How many lines of the material below contain the string "elephant"? Reply with the number alone.

Some material

━━━━

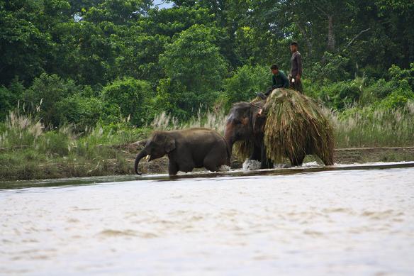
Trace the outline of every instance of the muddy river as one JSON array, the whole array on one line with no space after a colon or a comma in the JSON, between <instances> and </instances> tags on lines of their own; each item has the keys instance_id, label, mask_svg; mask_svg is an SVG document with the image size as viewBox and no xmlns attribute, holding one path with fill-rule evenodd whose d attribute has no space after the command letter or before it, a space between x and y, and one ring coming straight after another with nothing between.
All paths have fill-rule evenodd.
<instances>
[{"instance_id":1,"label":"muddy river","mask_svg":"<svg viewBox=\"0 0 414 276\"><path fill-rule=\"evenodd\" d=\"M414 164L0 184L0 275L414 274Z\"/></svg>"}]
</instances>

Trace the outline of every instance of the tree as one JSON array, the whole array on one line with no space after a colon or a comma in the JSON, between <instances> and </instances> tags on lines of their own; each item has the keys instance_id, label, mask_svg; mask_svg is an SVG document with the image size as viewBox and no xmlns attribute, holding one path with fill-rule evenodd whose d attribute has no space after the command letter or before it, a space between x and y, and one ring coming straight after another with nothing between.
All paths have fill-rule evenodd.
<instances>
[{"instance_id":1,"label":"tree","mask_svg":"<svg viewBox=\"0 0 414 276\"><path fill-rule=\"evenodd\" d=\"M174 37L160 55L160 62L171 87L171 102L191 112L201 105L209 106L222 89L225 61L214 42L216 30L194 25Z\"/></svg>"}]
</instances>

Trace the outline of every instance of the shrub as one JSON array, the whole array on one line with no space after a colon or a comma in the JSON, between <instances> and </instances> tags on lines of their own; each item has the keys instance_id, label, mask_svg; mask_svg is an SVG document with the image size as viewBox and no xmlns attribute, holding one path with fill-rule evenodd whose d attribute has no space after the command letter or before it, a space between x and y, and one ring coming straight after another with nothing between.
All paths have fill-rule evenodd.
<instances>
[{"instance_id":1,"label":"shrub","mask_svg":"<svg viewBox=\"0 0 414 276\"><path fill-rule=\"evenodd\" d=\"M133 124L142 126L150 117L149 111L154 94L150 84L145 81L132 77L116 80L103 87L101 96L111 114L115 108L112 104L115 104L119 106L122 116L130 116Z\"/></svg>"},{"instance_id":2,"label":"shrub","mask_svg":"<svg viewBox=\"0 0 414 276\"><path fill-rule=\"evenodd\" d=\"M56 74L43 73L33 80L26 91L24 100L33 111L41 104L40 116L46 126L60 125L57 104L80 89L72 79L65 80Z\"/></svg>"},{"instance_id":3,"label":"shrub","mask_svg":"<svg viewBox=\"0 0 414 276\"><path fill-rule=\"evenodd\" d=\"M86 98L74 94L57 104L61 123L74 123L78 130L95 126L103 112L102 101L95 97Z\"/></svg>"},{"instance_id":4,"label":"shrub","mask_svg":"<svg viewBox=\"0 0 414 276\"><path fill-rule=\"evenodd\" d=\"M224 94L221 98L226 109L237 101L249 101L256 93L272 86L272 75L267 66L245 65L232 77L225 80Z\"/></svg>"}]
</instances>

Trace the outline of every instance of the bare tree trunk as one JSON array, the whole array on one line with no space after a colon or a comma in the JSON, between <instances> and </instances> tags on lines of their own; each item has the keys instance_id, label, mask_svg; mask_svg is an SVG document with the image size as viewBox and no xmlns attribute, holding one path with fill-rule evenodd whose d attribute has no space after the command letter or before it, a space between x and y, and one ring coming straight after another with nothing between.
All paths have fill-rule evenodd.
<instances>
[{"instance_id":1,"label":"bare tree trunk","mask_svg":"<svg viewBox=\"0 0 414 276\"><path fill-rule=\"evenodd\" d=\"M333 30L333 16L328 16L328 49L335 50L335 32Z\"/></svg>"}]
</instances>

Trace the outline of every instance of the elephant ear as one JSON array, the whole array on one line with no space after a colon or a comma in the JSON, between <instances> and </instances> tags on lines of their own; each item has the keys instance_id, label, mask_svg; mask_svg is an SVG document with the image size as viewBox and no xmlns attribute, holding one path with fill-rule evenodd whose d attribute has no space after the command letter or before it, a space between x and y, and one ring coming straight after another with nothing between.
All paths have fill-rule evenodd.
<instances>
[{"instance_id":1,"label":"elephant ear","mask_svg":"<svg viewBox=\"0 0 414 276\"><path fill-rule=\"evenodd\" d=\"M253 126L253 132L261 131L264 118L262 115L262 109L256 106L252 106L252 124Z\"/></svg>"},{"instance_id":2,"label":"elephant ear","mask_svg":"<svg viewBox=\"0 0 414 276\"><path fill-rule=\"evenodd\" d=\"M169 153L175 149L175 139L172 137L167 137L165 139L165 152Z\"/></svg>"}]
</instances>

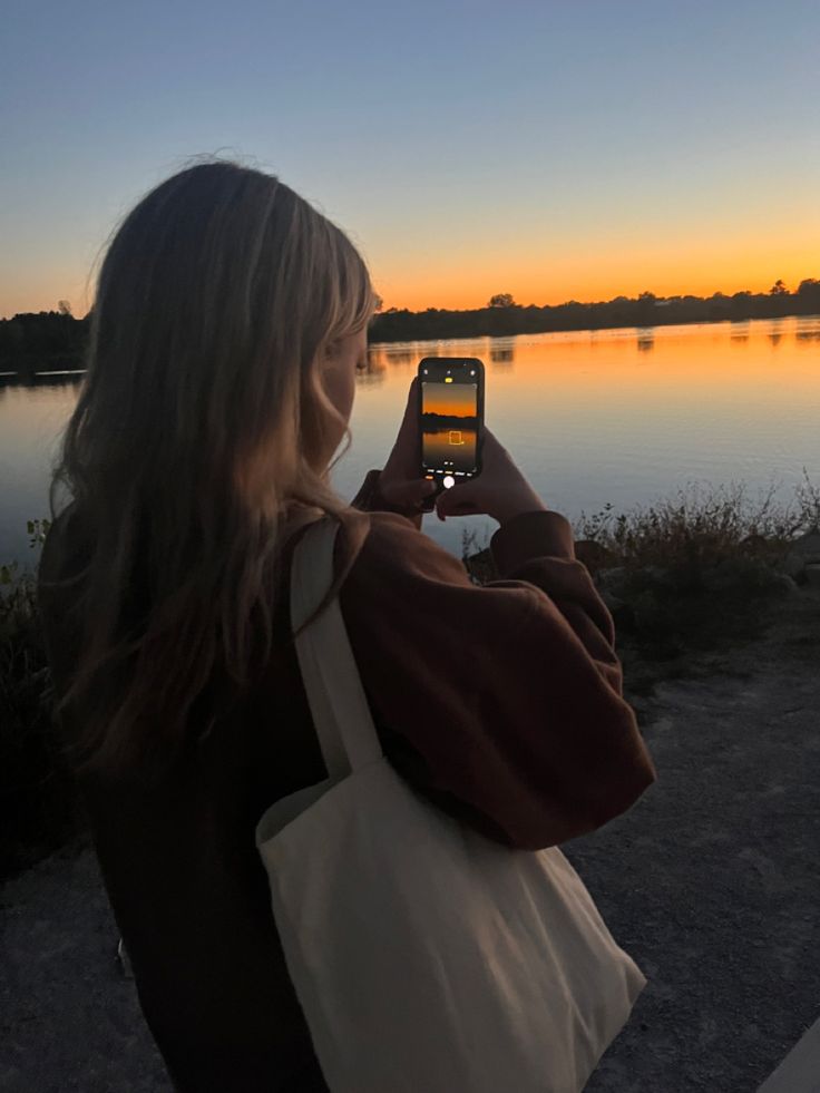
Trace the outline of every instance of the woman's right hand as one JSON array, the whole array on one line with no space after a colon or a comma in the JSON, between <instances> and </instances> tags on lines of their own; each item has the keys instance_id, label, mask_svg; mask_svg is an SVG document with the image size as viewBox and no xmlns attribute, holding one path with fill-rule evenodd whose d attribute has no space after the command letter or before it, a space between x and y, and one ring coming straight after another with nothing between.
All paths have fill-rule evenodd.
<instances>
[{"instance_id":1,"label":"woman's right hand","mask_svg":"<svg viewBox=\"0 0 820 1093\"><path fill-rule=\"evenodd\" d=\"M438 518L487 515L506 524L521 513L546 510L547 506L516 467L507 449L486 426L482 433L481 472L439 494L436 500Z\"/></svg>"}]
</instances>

━━━━

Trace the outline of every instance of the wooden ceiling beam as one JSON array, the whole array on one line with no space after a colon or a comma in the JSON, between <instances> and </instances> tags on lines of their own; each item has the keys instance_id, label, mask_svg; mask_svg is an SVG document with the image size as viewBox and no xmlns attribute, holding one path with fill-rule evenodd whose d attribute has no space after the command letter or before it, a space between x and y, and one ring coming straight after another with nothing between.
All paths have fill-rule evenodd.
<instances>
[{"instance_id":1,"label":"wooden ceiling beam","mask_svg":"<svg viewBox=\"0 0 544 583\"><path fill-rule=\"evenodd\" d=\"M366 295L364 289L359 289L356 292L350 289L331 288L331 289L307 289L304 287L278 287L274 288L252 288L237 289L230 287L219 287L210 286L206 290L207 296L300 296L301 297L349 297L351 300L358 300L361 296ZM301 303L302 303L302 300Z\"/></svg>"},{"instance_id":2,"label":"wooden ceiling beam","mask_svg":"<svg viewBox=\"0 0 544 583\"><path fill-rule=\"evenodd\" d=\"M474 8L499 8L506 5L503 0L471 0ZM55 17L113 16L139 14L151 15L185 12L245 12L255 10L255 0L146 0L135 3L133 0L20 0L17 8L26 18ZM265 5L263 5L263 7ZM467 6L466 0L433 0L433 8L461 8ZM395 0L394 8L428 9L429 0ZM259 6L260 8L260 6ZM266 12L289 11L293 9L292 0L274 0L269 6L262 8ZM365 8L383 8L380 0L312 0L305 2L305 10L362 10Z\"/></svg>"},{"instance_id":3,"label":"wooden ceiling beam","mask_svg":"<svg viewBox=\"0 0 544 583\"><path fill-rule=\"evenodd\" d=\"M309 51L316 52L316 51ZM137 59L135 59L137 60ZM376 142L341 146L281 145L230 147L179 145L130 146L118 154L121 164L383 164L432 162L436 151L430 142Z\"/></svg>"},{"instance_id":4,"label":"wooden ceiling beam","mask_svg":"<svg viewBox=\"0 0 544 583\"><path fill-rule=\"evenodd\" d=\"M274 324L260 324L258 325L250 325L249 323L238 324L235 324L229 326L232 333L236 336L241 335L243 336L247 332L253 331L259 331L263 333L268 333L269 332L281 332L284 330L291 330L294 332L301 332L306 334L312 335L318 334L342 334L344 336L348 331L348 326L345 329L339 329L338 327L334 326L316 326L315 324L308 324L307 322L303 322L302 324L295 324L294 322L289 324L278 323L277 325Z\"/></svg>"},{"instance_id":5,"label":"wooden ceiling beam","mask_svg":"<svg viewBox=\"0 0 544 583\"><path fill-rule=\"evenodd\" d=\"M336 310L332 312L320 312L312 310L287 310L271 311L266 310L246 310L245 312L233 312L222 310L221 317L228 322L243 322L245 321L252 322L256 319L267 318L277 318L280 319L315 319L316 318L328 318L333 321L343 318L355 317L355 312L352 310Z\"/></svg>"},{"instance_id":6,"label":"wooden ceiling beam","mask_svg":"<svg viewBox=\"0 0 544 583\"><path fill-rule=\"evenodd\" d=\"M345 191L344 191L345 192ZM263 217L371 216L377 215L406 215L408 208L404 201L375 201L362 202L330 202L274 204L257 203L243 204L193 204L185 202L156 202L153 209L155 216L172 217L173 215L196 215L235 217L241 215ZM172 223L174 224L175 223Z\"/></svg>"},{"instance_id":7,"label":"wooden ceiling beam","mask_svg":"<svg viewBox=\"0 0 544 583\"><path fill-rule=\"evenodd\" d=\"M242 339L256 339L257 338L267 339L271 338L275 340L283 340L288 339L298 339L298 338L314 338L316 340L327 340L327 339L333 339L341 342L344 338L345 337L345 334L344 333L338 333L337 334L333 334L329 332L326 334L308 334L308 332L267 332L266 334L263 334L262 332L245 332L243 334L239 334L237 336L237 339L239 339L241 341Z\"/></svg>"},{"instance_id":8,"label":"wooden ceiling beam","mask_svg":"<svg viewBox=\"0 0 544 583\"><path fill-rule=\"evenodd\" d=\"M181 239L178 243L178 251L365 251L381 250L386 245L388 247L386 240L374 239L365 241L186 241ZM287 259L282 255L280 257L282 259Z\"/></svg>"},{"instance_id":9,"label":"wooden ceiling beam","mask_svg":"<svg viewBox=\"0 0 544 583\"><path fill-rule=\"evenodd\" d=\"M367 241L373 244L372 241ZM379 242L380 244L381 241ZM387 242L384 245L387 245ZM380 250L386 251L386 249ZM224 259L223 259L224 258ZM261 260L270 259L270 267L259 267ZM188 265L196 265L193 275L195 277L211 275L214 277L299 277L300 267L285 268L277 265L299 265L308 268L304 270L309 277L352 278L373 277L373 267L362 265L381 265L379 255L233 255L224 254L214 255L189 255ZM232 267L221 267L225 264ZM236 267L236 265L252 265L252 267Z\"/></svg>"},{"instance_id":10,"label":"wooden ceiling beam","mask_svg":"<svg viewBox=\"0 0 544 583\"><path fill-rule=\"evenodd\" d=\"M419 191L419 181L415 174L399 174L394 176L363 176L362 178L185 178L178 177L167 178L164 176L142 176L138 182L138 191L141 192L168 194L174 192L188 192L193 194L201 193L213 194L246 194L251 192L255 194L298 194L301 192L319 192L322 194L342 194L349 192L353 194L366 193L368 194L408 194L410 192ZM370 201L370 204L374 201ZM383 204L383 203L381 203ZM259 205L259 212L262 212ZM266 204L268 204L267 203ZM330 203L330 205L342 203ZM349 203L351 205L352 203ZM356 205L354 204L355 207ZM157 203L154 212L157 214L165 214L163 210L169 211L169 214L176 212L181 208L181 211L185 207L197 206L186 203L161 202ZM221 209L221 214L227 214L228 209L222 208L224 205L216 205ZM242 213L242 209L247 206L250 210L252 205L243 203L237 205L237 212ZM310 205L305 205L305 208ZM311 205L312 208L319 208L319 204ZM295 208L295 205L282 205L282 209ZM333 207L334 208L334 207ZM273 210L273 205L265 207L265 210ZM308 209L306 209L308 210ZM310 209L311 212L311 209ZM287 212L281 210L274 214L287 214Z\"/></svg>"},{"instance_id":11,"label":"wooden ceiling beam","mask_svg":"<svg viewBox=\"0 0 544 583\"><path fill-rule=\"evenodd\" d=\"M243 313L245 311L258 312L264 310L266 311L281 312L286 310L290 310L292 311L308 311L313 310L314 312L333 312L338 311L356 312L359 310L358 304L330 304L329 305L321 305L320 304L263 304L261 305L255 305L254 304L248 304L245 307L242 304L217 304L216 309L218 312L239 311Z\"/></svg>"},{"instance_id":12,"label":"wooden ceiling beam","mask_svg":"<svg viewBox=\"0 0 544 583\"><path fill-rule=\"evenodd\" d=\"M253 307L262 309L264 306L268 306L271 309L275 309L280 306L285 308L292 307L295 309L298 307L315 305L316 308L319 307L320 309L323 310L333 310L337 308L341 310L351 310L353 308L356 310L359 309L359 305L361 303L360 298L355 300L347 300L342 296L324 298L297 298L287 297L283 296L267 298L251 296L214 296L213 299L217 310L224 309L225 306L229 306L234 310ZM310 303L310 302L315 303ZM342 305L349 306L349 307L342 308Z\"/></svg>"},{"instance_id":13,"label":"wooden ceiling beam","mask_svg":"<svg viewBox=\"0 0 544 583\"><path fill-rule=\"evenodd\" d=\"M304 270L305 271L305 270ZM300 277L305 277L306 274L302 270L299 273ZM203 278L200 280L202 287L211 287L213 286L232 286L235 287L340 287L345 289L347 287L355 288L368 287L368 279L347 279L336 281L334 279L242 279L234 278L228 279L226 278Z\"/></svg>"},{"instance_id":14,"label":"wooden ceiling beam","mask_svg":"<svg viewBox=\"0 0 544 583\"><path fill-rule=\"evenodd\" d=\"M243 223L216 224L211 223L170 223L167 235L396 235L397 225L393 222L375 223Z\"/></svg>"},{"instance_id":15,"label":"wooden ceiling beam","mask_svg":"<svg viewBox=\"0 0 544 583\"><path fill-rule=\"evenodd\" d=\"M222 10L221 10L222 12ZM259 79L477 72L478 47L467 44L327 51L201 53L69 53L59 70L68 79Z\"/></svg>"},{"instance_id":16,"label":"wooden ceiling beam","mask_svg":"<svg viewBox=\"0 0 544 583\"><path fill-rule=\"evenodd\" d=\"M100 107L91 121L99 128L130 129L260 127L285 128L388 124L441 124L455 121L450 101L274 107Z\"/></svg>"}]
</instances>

━━━━

- The answer -
2